西洋はもはや世界の嫌われ者?
- 2024年 4月 3日
- 評論・紹介・意見
- 藤澤豊
先日、知人から三行の短いメールをもらった。そこには「発売予定の本の宣伝なので……」という前置きではじまって「別の視点を提供……」と続いて、AERAの記事のurlが書かれていた。
自分から見にいくことはないが、せっかく紹介していただいたのだしと、urlからAREAの記事へ入って、あまりの表題と前振りに驚いた。
世界屈指の知識人エマニュエル・トッドが断言!「西洋はもはや世界の嫌われ者である」
https://dot.asahi.com/articles/-/213751?page=1
AREAがトッド先生にインタビューして編集した記事の気になる個所を書きうつしておく。
まずは、前振りから、
「家族制度や識字率、出生率に基づき、現代政治や社会を分析し、『ソ連崩壊』から『米国の金融危機』などを予言した、フランスの歴史家エマニュエル・トッド。彼は、終わりの見えないウクライナ戦争が、世界のリーダーとしてふるまっていた西洋諸国が『世界の嫌われ者』であるという事実を明らかにしたと語ります。その真意を、2月13日発売の最新刊『人類の終着点――戦争、AI、ヒューマニティの未来』(朝日新書)から一部を抜粋・再編して公開します」
「ウクライナ戦争が明らかにした『西側の失敗』」
「著書の中で多くの国が中立的な立場にとどまることさえせずに、ロシア寄りに傾いていると述べています」
「あなたは世界的な対立を『西側対東側』ではなく、『西洋対世界』であると表現しています。国際秩序に反するロシアの侵略に、怒りを感じている日本人にとっては、非常に驚くべきことでしょう」
「戦争はロシアの侵攻によって始まりましたので、人々は『ロシアは悪者』『ウクライナ人は善人』と考える傾向を持っています」
「しかし、私が基本的に関心を持っているのは、経済的な観点から見た『現実への落とし込み』です」
「ロシアのGDPとベラルーシのGDPを合わせると、世界の西側のGDPの4.9%くらいだったと思います」
「しかし今、私たちが目の当たりにしているのは、戦争がしばらく続いているということ、そして、西側諸国は信じられないほどの生産力不足に陥っており、アメリカは同盟国とともに、ウクライナ軍に必要な155ミリ砲弾を供給できていないという事実です。ミサイルなども同様です」

▶ **実施課題**
**1)** 記録の全行を指示文も含めてもう一度書き出し、出力欄の座標の数値だけを0.5倍に縮小して整数に四捨五入してください（端数0.5は切り上げ、指示文中の記入例の数値はそのまま）。画像は回答に含めないでください。
**2)** 西洋は世界の嫌われ者だとするトッドの発言を紹介した読解文について、最後の文の後に続く部分を書き進めてください。
読解文と記録は、互いに異なる出典に由来します。

▶ **提供記録**
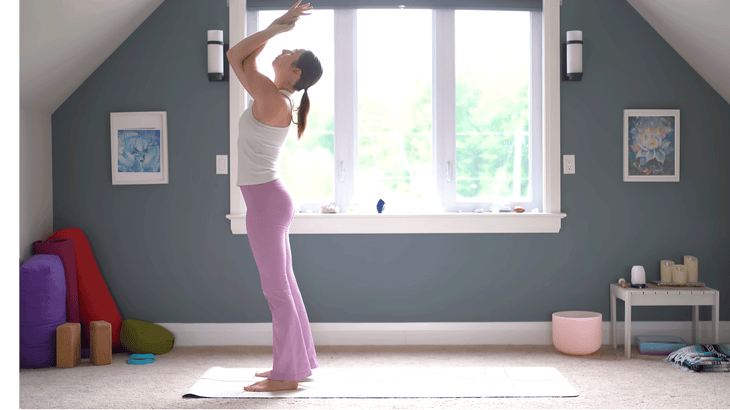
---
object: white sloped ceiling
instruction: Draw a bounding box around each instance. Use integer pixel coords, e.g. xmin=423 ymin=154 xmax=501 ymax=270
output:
xmin=19 ymin=0 xmax=163 ymax=115
xmin=627 ymin=0 xmax=730 ymax=103
xmin=19 ymin=0 xmax=730 ymax=115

▶ **回答一覧**
**1)**
---
object: white sloped ceiling
instruction: Draw a bounding box around each instance. Use integer pixel coords, e.g. xmin=423 ymin=154 xmax=501 ymax=270
output:
xmin=10 ymin=0 xmax=82 ymax=58
xmin=314 ymin=0 xmax=365 ymax=52
xmin=10 ymin=0 xmax=365 ymax=58

**2)**
「私たちが直面しているのは、もはや存在しないも同然と考えていたロシア経済や、ロシアの産業システムの力です。実際、ロシアの産業は西側諸国全体よりも生産性が高いようです。しかも、ロシアがより多くの武器を必要となった場合には、中国には提供できる力があります」
「西洋はもはや、『世界の嫌われ者』である」
「あなたは『西洋対世界』と、私がこの1年以上、言い続けてきたことをまとめてくださいました。ただまずはっきり言いますが、私は自分自身を西洋人だと思っています。私はフランス人で、イギリスともつながりがあります。だから、私が西洋人の視点から話していることは、念頭に置いて下さい」
「ここ数年、『世界中の人々はアメリカを嫌っており、ロシアの勝利を心から望んでいる』ということが、少しずつ見えてきました」
「インドは現在、世界で最も人口の多い国ですが、これも良い例ではありません。旧ソ連時代のロシアとインドの間には、古くからのとくに軍事的なつながりがありますから」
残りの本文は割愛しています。